= EXERCISE =
Can you change "biggest circle" to "largest circle" throughout the material below and give it back with everything else unchanged?

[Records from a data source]
____

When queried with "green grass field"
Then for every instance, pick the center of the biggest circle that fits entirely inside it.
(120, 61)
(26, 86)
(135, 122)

____

= THE RESPONSE =
When queried with "green grass field"
Then for every instance, pick the center of the largest circle that fits entirely inside it.
(120, 61)
(26, 86)
(135, 122)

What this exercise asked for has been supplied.